» **Data for review**

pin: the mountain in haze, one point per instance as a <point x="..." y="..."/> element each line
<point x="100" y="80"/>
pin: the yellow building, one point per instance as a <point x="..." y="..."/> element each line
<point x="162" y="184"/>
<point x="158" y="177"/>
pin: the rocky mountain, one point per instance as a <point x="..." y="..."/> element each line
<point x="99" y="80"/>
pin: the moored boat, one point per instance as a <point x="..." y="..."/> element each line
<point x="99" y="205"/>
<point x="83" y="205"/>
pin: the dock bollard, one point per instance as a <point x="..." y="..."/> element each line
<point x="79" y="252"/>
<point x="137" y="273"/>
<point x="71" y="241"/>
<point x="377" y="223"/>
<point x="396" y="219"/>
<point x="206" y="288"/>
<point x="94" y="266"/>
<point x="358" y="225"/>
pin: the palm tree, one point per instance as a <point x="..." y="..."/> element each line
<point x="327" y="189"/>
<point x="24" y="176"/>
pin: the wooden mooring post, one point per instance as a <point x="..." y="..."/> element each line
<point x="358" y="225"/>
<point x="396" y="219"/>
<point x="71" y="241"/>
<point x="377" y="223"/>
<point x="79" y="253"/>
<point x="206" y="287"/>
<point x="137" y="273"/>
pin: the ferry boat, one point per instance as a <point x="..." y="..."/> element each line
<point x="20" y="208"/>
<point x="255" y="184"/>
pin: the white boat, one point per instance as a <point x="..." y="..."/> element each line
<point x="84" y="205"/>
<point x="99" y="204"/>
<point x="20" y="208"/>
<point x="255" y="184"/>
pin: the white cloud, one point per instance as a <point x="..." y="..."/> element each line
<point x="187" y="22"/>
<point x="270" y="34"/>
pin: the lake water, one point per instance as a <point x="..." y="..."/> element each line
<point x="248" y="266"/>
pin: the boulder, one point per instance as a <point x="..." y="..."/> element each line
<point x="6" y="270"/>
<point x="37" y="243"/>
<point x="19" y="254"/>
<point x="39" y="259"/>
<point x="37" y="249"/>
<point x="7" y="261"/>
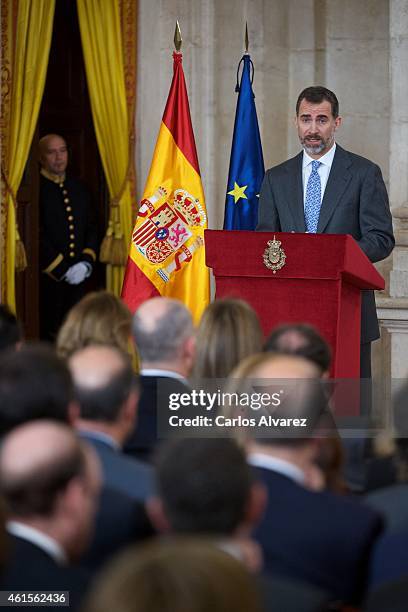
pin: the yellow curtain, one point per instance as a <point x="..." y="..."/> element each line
<point x="108" y="36"/>
<point x="25" y="45"/>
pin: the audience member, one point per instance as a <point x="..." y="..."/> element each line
<point x="164" y="336"/>
<point x="217" y="497"/>
<point x="320" y="537"/>
<point x="229" y="330"/>
<point x="34" y="384"/>
<point x="175" y="576"/>
<point x="68" y="236"/>
<point x="301" y="339"/>
<point x="305" y="341"/>
<point x="4" y="543"/>
<point x="50" y="483"/>
<point x="10" y="329"/>
<point x="99" y="318"/>
<point x="107" y="392"/>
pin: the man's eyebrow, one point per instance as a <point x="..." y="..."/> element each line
<point x="305" y="115"/>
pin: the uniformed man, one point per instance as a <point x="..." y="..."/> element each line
<point x="68" y="236"/>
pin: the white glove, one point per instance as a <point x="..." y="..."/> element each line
<point x="77" y="273"/>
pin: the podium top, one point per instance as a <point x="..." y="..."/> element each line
<point x="311" y="256"/>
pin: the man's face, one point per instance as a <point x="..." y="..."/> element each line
<point x="316" y="126"/>
<point x="54" y="155"/>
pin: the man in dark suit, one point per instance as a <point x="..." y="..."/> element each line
<point x="217" y="497"/>
<point x="68" y="236"/>
<point x="306" y="533"/>
<point x="163" y="332"/>
<point x="325" y="189"/>
<point x="50" y="483"/>
<point x="107" y="391"/>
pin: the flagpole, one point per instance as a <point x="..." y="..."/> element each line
<point x="178" y="41"/>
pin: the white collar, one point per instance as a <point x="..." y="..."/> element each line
<point x="277" y="465"/>
<point x="101" y="436"/>
<point x="159" y="372"/>
<point x="326" y="159"/>
<point x="38" y="538"/>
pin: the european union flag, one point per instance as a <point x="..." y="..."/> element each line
<point x="246" y="165"/>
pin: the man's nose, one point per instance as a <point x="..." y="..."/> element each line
<point x="313" y="126"/>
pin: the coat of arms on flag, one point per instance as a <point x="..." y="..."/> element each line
<point x="162" y="236"/>
<point x="167" y="254"/>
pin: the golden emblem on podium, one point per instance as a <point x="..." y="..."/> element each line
<point x="274" y="256"/>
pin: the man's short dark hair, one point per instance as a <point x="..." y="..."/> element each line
<point x="10" y="330"/>
<point x="309" y="345"/>
<point x="316" y="95"/>
<point x="104" y="403"/>
<point x="34" y="384"/>
<point x="204" y="485"/>
<point x="36" y="492"/>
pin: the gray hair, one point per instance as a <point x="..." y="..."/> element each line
<point x="164" y="341"/>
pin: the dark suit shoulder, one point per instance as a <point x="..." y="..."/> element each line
<point x="284" y="167"/>
<point x="354" y="159"/>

» **What to produce**
Retype the full listing above precisely. Exclude each picture you find in it.

» **Answer to the problem**
pin: the mountain in haze, one point per instance as a <point x="..." y="..."/> element each line
<point x="100" y="80"/>
pin: the yellow building, one point per instance as a <point x="..." y="..."/> element each line
<point x="162" y="184"/>
<point x="158" y="177"/>
pin: the rocky mountain, one point per instance as a <point x="..." y="..."/> element each line
<point x="99" y="80"/>
pin: the moored boat, one point per instance as a <point x="..." y="..."/> element each line
<point x="99" y="205"/>
<point x="83" y="205"/>
pin: the dock bollard, one point per instance as a <point x="..." y="..."/> element each line
<point x="79" y="252"/>
<point x="137" y="273"/>
<point x="71" y="241"/>
<point x="377" y="223"/>
<point x="396" y="219"/>
<point x="206" y="288"/>
<point x="94" y="266"/>
<point x="358" y="225"/>
pin: the palm tree, one point per instance as a <point x="..." y="..."/> element each line
<point x="327" y="189"/>
<point x="24" y="176"/>
pin: the wooden mooring post, one point per instance as a <point x="..." y="..."/> element each line
<point x="358" y="225"/>
<point x="396" y="219"/>
<point x="71" y="241"/>
<point x="377" y="223"/>
<point x="79" y="253"/>
<point x="206" y="287"/>
<point x="137" y="273"/>
pin: the ferry boat, one point per instance as a <point x="..." y="..."/> element each line
<point x="20" y="208"/>
<point x="255" y="184"/>
pin: the white boat, one point per instance as a <point x="..." y="..."/> element each line
<point x="84" y="205"/>
<point x="99" y="204"/>
<point x="20" y="208"/>
<point x="255" y="184"/>
pin: the white cloud, one point per instance as a <point x="..." y="..."/> element each line
<point x="187" y="22"/>
<point x="270" y="34"/>
pin: the lake water, one point per instance as a <point x="..." y="..."/> element each line
<point x="248" y="266"/>
pin: the boulder, one point per instance as a <point x="..." y="..."/> element each line
<point x="6" y="270"/>
<point x="37" y="243"/>
<point x="19" y="254"/>
<point x="39" y="259"/>
<point x="37" y="249"/>
<point x="7" y="261"/>
pin: the yellow curtain, one point per instance as a <point x="..." y="..."/> element each line
<point x="108" y="36"/>
<point x="25" y="45"/>
pin: the audience member, one point per instance as a <point x="..." y="..."/> element each line
<point x="164" y="336"/>
<point x="217" y="497"/>
<point x="320" y="537"/>
<point x="229" y="330"/>
<point x="34" y="384"/>
<point x="175" y="576"/>
<point x="68" y="236"/>
<point x="301" y="339"/>
<point x="305" y="341"/>
<point x="4" y="543"/>
<point x="50" y="483"/>
<point x="10" y="329"/>
<point x="99" y="318"/>
<point x="107" y="392"/>
pin: the man's eyebrow, one point per instance as a <point x="..." y="..."/> element each line
<point x="305" y="115"/>
pin: the uniformed man, one point per instance as a <point x="..." y="..."/> element each line
<point x="68" y="236"/>
pin: the white glove, one point per instance as a <point x="..." y="..."/> element each line
<point x="77" y="273"/>
pin: the podium top, one point per instance as a <point x="..." y="..."/> element each line
<point x="311" y="256"/>
pin: the man's face, one point per instance as a <point x="..." y="..."/> element each line
<point x="316" y="126"/>
<point x="54" y="155"/>
pin: the man in dark suit, one point per instance as a <point x="..." y="..."/> element each line
<point x="217" y="497"/>
<point x="68" y="236"/>
<point x="306" y="533"/>
<point x="163" y="332"/>
<point x="325" y="189"/>
<point x="50" y="483"/>
<point x="107" y="391"/>
pin: the flagpole, one point per instance as a <point x="..." y="..."/> element each line
<point x="178" y="41"/>
pin: the white collar, one point per instance as a <point x="..." y="..."/> element each line
<point x="277" y="465"/>
<point x="101" y="436"/>
<point x="159" y="372"/>
<point x="326" y="159"/>
<point x="38" y="538"/>
pin: the european union flag, one point per instance as a <point x="..." y="..."/> element each line
<point x="246" y="165"/>
pin: the man's nose, one point per instance as a <point x="..." y="..."/> element each line
<point x="313" y="126"/>
pin: the coat of arms on flag, one point per instance as a <point x="..." y="..."/> element each line
<point x="162" y="236"/>
<point x="167" y="254"/>
pin: the golden emblem on podium, one point per instance as a <point x="..." y="..."/> element each line
<point x="274" y="256"/>
pin: the man's short dark hair, one point per instance as a <point x="..." y="..."/> element each line
<point x="10" y="330"/>
<point x="309" y="345"/>
<point x="316" y="95"/>
<point x="104" y="403"/>
<point x="34" y="384"/>
<point x="204" y="485"/>
<point x="36" y="492"/>
pin: the gray hair, one point per instance as a <point x="..." y="..."/> element each line
<point x="164" y="341"/>
pin: the dark suit shoulder, one point per instance as a <point x="..." y="..."/> element each line
<point x="284" y="167"/>
<point x="354" y="159"/>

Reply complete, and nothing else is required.